• [Instructions]
1. List every port mapping passed with the -p flag in the docker run command posted in the comment thread about Grafana and InfluxDB.
2. Return the part of the comment thread about Grafana and InfluxDB that opens with the words containing "Of course these" and closes with "and update ?".

Of course these are just some ideas I’ve had. What are you tracking or hoping to track in your Grafana dashboard?

Recommended Posts
  • Tijmen Schoemaker

    Hi Phil,

    Great tutorials! Im just getting started with Home Assistant, but i love it already! I used your docker image top setup InfluxDB and Grafana. InfluxDB is working fine! But i cant seem to set username and password to protect it from the outside? Also, the Grafana interface doesnt seem to show up 🙁

  • Jocke

    Hi, Awsome article! Helped me a lot. One small question, I’m new to the whole docker thing. How do I update Grafana and Influxdb? Is it only to ssh to the container and update ?

    • Thanks Jocke! Glad it helped you.

      Yeah so you should be able to SSH in on port 22022 to update anything you want. Just note that if you ever destroy the container, the updates will be lost.

      What version are you looking to upgrade to? If there’s some awesome new features etc that make the upgrade worth it, I might update the image to those versions too.

      • Jocke

        I have had some problems with other dashboards that is using $__interval . When searching for the problem I noticed that $__interval variable was introduced in Grafana in version 4.2.

        • Ah right!

          Can you try $interval instead? When I create a new item, that is the default interval grouping. So wonder if they just renamed $interval to $__interval

          • Jocke

            Seems to work with $interval. Seems like for influxdb its the same.

            “In the InfluxDB data source, the legacy variable $interval is the same variable. $__interval should be used instead.”

  • ASA

    Great article! I snaffled your docker-hub image and ran it up to try and its awesome. Thank you!

  • Ced

    Hi Phil,
    Thanks a lot for your articles. These helped a lot to get the home started.

    One question with the docker image: How do you increase the influcdb connection pool? I’m getting a lot of error messages on the HA panels…

    Also, I hope this can help newbies (like me) get your image started, here are the commands I had to use (DSM 6.1 did not like -v):

    docker run -d

    –name grafana

    -p 3003:3003

    -p 3004:8083

    -p 8086:8086

    -p 22022:22

    –mount type=bind,source=/volume1/docker/influxdb,target=/var/lib/influxdb

    –mount type=bind,source=/volume1/docker/grafana,target=/var/lib/grafana


    • Hey Ced,

      Thanks for posting your docker run command. I’m a bit worried that your Synology 6.1 wouldn’t accept the -v flag. That’s very annoying (and another reason for me not to upgrade DSM). Hopefully they fix that in a future release.

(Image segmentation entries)
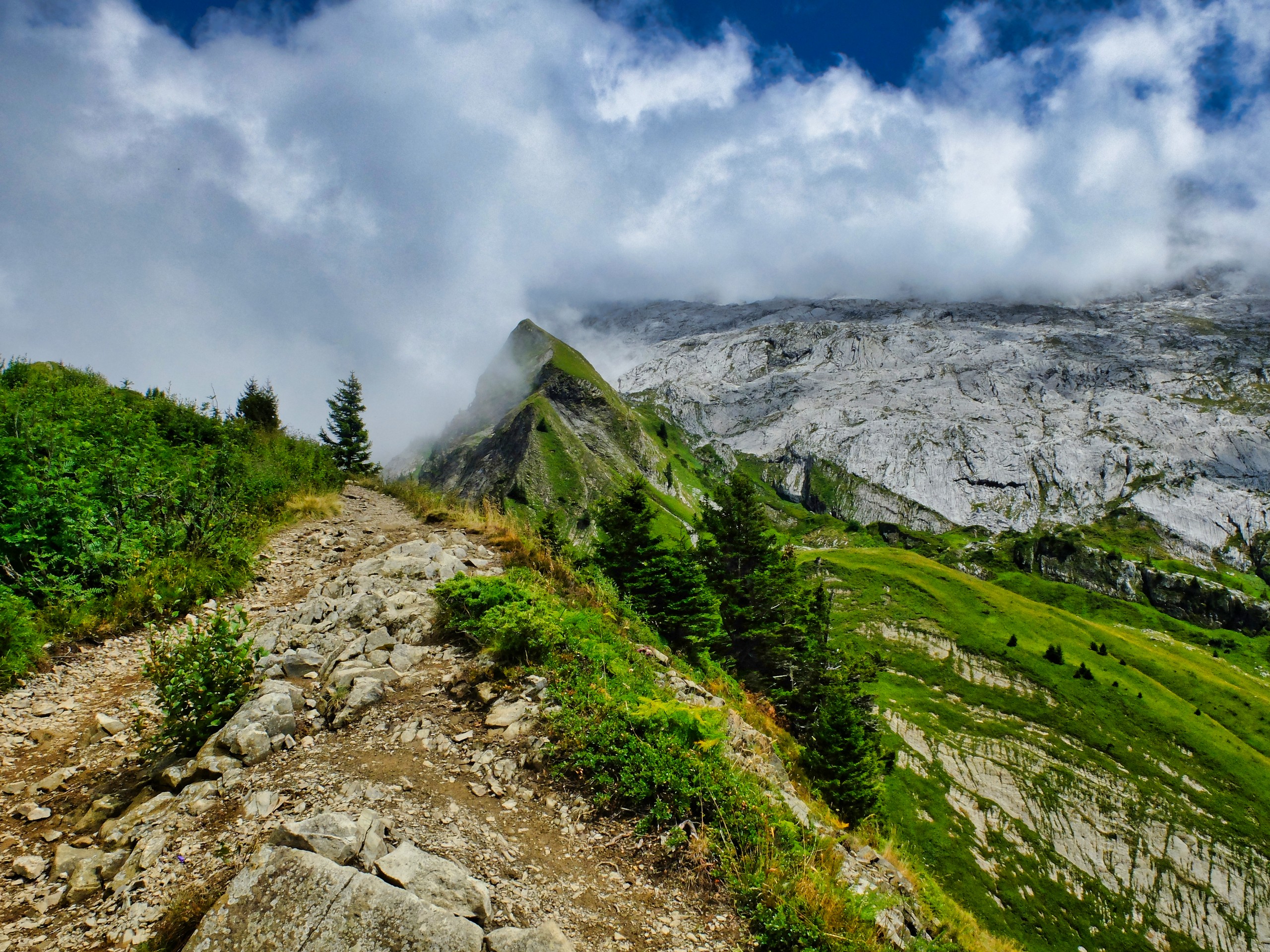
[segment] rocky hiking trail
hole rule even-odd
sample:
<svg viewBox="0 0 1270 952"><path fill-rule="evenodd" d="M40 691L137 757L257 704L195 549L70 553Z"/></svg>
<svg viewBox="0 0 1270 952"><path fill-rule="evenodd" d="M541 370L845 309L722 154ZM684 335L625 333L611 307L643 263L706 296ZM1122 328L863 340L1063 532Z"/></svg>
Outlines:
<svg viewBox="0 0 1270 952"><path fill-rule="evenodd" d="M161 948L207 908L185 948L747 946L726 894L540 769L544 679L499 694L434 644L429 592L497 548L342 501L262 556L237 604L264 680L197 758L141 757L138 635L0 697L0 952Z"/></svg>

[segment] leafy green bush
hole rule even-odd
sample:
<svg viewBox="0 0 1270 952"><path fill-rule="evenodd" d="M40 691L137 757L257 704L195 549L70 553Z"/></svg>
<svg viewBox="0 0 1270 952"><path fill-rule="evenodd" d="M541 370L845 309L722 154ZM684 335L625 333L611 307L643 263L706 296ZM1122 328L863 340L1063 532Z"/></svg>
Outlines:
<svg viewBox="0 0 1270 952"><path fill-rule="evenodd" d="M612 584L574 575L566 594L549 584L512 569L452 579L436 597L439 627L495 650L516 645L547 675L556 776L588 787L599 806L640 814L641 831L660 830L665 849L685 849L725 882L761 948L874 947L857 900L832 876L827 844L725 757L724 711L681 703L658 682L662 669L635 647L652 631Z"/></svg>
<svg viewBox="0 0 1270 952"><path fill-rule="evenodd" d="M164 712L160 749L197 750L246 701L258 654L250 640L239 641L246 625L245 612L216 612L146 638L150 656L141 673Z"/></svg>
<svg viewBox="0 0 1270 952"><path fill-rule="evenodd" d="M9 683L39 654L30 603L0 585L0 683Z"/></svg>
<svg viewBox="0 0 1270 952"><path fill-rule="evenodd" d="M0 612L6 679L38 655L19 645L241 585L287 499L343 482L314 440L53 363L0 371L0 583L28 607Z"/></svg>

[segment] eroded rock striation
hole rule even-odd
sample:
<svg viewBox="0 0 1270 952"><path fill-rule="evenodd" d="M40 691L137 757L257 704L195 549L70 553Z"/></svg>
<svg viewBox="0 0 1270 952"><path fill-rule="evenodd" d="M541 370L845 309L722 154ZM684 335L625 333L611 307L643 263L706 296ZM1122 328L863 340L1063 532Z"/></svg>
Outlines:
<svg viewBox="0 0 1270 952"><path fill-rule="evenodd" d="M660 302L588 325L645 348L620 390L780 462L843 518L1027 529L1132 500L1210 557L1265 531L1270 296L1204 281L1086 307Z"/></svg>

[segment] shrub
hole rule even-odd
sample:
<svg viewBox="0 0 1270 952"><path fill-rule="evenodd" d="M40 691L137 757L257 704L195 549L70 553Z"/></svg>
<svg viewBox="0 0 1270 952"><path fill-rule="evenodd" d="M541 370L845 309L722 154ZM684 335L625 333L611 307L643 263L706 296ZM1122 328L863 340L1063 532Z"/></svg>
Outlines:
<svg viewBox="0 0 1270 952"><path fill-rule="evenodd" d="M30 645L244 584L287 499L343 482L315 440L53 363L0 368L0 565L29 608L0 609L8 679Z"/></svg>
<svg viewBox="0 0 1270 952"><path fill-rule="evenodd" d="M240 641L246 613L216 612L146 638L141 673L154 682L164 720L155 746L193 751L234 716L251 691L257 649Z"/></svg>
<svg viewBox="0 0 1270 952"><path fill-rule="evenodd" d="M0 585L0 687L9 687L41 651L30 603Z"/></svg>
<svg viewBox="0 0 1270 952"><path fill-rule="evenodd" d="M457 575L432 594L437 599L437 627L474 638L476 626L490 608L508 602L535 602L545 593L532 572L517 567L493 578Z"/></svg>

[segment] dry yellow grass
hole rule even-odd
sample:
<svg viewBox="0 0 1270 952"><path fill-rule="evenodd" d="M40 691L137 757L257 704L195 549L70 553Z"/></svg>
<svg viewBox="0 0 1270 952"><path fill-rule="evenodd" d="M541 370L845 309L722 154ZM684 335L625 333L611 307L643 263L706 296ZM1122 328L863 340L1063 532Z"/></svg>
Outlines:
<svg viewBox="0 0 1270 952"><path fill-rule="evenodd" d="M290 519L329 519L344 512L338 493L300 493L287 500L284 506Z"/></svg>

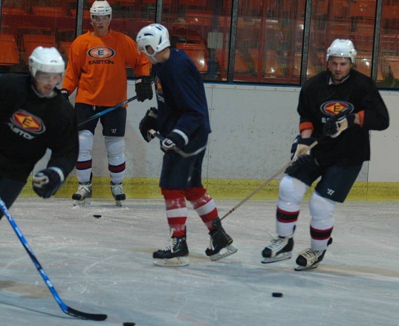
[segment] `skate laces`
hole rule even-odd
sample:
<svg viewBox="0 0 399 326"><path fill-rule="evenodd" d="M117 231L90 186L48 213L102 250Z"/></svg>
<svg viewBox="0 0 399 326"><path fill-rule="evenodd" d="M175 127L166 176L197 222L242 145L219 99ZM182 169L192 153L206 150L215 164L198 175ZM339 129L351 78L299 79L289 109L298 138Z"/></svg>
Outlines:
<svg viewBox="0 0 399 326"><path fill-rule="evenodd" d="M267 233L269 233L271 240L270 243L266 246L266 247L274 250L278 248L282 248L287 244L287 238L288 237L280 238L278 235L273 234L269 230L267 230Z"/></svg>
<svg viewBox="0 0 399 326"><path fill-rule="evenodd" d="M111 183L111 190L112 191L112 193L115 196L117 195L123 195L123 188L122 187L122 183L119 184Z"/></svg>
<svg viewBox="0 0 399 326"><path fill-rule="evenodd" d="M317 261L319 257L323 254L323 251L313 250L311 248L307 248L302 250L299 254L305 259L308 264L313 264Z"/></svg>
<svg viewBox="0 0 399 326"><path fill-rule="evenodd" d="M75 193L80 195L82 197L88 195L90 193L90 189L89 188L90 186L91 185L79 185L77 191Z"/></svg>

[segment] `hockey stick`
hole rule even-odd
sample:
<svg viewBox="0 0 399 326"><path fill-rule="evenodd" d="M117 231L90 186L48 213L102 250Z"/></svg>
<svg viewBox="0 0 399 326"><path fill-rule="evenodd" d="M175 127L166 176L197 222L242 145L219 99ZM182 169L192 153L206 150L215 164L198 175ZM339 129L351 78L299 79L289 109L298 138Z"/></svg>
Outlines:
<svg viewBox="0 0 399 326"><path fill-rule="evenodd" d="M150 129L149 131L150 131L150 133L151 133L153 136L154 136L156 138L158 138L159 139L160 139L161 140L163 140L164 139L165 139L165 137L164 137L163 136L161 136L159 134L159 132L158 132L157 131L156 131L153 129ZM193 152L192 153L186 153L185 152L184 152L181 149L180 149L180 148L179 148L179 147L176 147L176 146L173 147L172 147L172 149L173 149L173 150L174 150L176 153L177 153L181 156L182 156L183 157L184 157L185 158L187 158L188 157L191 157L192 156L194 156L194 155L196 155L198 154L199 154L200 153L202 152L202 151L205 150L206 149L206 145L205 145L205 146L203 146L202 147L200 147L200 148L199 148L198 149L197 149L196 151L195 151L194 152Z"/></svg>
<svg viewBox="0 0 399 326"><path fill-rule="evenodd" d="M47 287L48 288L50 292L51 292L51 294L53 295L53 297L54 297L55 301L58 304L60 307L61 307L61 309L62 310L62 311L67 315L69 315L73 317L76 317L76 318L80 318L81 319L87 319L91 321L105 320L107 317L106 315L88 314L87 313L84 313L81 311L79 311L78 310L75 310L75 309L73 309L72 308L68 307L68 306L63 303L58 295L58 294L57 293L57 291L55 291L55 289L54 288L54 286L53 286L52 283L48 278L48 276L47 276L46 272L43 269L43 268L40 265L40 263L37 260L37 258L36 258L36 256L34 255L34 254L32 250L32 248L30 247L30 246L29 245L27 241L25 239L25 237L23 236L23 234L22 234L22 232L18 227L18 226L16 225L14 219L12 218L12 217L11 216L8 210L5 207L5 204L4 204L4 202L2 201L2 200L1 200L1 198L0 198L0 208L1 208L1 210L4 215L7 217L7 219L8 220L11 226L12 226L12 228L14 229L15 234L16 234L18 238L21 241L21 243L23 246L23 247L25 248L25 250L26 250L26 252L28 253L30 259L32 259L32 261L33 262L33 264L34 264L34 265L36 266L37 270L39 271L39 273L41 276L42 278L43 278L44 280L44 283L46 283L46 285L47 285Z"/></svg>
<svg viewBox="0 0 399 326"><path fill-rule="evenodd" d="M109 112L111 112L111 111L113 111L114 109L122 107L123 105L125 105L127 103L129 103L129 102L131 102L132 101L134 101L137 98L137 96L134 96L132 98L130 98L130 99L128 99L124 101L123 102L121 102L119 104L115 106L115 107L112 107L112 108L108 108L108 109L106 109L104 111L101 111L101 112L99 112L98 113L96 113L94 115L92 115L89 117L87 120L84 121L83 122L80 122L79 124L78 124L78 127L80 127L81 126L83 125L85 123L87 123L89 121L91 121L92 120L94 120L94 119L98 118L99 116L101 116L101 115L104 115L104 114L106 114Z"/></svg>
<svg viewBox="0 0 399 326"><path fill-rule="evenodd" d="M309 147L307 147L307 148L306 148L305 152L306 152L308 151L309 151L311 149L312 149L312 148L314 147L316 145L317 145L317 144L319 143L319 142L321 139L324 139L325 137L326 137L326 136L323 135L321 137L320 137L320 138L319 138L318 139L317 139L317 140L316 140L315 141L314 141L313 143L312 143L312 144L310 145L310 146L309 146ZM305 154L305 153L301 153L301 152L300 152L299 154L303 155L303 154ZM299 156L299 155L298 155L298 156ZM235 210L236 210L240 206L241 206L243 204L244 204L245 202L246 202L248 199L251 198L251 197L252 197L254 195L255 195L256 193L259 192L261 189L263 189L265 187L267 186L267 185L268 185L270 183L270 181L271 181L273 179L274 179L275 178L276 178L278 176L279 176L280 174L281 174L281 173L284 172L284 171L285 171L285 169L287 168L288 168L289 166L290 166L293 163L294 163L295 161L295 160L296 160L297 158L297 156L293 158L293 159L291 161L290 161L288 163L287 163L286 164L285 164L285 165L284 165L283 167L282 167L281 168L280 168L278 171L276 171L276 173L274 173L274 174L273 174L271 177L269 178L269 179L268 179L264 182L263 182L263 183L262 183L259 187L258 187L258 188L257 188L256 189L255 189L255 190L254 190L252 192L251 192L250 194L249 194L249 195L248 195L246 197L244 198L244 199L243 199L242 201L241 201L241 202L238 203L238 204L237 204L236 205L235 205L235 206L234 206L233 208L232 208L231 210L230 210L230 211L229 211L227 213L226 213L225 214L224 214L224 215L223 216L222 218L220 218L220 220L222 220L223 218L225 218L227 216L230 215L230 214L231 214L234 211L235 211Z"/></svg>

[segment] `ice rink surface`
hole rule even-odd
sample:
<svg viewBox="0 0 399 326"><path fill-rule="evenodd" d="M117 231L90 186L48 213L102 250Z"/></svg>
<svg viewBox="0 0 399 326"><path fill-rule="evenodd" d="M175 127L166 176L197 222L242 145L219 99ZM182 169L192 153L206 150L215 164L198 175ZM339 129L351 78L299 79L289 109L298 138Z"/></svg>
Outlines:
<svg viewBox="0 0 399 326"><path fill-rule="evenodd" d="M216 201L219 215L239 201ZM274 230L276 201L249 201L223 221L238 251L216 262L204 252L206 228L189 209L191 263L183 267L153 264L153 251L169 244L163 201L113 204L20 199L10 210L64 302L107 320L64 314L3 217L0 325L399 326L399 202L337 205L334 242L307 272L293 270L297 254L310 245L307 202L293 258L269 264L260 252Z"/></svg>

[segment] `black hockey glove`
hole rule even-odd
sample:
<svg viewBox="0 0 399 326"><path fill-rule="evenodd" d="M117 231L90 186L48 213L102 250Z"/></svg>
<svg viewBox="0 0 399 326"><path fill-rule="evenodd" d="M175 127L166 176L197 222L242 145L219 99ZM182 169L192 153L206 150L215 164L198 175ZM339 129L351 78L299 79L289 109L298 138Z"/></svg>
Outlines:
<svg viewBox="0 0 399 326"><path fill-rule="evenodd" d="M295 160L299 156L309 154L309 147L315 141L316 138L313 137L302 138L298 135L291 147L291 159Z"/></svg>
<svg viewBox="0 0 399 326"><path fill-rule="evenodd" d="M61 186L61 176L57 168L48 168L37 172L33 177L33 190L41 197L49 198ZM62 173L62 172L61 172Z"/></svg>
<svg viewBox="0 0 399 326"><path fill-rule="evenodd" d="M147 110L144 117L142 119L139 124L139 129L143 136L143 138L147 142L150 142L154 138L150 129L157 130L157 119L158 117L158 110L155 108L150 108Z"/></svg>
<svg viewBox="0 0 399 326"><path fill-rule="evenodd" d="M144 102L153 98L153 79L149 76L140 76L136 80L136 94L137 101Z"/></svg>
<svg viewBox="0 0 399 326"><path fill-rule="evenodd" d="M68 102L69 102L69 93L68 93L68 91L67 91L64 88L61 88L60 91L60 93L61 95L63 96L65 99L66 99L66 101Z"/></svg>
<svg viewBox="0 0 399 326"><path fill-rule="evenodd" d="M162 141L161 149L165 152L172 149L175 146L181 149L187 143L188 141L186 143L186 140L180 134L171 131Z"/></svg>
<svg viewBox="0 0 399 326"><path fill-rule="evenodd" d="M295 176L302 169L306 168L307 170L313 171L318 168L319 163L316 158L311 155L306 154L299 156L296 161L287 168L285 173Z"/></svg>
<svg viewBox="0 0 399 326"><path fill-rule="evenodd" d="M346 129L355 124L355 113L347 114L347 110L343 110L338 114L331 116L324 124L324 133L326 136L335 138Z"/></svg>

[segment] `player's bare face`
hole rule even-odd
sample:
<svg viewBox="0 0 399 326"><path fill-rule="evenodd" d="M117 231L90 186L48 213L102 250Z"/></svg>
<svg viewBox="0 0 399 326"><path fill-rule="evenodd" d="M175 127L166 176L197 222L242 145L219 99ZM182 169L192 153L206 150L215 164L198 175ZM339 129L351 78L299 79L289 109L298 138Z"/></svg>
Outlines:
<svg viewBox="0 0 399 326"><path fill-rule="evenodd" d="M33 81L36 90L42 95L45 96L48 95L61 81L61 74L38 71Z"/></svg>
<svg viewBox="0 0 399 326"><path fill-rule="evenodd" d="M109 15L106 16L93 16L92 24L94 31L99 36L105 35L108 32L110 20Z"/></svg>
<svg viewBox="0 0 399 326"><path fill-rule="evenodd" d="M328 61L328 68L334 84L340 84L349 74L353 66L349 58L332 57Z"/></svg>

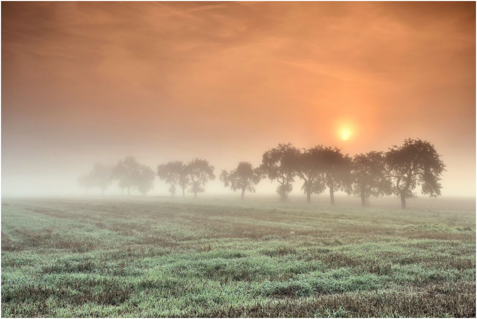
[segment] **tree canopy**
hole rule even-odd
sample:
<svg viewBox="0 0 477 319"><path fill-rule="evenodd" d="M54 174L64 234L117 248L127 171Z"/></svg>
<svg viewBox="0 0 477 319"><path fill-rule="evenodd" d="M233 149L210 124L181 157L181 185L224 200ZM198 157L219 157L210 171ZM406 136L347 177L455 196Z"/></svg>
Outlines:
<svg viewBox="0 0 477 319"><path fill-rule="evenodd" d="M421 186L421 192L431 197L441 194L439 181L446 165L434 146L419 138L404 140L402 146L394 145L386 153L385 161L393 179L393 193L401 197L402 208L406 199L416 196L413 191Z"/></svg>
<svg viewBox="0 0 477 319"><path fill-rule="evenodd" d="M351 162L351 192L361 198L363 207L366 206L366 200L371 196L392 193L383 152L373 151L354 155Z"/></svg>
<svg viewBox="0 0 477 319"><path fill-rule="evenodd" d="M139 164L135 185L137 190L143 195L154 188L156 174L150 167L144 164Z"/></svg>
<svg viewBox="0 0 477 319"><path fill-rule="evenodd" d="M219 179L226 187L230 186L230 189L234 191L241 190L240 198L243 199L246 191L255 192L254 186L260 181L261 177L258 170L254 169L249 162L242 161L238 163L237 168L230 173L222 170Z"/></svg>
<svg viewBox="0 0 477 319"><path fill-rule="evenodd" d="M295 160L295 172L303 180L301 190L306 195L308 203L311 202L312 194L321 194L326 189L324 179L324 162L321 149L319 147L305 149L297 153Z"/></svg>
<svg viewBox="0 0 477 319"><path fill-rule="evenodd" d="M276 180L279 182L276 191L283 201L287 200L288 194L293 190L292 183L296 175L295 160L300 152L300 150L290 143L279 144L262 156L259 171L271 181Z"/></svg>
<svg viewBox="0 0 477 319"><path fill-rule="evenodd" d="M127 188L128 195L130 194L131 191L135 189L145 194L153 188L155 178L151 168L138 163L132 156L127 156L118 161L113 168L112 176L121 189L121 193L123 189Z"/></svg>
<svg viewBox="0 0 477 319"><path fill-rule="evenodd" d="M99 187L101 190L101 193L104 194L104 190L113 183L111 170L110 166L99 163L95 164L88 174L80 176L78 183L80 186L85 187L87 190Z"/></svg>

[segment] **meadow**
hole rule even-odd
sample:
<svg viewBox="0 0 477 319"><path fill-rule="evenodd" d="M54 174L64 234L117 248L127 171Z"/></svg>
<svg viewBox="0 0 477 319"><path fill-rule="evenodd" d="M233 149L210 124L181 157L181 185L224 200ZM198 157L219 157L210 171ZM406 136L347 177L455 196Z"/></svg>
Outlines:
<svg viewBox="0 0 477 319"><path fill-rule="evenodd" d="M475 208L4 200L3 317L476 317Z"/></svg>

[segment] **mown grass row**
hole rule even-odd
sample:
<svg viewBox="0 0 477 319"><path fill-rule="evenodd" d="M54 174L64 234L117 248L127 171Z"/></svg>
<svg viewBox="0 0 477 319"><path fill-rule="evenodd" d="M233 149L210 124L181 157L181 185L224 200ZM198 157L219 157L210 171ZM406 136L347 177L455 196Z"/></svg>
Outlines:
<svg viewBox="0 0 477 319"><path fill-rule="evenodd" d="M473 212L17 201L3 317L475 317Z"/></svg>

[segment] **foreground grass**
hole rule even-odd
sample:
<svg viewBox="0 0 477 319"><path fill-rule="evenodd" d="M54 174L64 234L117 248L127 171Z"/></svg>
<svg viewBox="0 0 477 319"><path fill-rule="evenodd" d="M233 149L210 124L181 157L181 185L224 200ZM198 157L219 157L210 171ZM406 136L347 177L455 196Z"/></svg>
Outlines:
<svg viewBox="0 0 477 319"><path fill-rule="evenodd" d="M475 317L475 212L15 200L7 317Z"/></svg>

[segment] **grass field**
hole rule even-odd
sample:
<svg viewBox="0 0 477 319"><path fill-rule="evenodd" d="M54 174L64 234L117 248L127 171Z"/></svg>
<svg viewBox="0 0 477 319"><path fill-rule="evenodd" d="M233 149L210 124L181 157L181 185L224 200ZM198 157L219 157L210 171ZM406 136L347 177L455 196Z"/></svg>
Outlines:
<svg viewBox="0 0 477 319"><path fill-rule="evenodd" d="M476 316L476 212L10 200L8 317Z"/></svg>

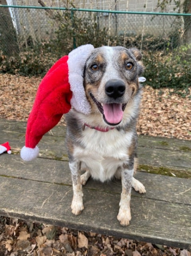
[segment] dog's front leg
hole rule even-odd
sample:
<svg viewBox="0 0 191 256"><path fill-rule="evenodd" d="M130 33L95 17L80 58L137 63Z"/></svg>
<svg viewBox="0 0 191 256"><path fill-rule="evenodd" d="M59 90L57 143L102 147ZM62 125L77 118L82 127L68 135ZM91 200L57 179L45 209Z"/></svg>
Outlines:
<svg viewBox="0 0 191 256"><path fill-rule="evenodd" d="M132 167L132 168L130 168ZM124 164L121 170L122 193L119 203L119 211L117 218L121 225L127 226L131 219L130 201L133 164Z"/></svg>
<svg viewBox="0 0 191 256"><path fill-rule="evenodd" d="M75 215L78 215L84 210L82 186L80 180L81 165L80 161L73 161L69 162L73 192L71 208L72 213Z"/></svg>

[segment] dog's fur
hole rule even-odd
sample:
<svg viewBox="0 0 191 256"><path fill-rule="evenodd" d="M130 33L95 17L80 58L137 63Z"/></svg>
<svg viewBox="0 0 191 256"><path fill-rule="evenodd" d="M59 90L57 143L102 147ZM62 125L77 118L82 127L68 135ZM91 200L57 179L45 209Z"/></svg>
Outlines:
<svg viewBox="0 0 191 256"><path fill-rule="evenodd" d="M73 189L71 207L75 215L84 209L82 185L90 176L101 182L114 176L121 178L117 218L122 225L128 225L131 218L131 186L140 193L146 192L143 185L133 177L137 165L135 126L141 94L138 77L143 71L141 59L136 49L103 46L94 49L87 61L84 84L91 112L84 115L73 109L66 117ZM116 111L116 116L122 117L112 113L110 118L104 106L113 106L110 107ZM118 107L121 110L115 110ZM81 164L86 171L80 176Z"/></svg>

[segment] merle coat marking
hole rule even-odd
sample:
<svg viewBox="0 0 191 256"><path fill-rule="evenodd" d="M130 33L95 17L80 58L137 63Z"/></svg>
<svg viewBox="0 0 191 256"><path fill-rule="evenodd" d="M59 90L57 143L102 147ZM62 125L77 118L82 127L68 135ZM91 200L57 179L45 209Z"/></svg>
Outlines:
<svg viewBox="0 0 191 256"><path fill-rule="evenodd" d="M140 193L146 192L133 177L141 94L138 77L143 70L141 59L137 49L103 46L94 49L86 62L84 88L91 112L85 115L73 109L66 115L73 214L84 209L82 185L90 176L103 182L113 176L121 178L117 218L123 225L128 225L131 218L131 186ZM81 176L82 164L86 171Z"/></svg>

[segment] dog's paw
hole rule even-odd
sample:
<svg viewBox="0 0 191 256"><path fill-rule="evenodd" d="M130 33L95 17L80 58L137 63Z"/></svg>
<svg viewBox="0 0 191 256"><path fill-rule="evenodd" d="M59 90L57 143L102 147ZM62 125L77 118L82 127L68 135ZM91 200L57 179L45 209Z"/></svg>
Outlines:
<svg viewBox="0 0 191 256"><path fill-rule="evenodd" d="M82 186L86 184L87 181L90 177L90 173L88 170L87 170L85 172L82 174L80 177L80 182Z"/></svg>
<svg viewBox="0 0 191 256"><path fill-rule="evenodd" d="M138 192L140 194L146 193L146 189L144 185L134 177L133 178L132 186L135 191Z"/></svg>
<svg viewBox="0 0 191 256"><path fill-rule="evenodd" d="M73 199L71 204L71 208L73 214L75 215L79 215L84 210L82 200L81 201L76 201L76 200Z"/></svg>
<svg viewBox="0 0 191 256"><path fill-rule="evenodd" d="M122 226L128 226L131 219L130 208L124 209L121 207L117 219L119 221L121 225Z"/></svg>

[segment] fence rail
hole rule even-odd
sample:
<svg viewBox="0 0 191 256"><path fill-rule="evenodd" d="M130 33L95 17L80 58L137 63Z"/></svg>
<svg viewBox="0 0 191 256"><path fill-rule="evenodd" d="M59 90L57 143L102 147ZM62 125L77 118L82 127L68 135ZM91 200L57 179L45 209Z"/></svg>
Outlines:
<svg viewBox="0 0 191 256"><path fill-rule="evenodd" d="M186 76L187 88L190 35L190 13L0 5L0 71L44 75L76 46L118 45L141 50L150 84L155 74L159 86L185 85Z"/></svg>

• [Task answers]
1.
3003:3003
3004:8083
8086:8086
22022:22

2.
Of course these are just some ideas I’ve had. What are you tracking or hoping to track in your Grafana dashboard?

Recommended Posts
  • Tijmen Schoemaker

    Hi Phil,

    Great tutorials! Im just getting started with Home Assistant, but i love it already! I used your docker image top setup InfluxDB and Grafana. InfluxDB is working fine! But i cant seem to set username and password to protect it from the outside? Also, the Grafana interface doesnt seem to show up 🙁

  • Jocke

    Hi, Awsome article! Helped me a lot. One small question, I’m new to the whole docker thing. How do I update Grafana and Influxdb? Is it only to ssh to the container and update ?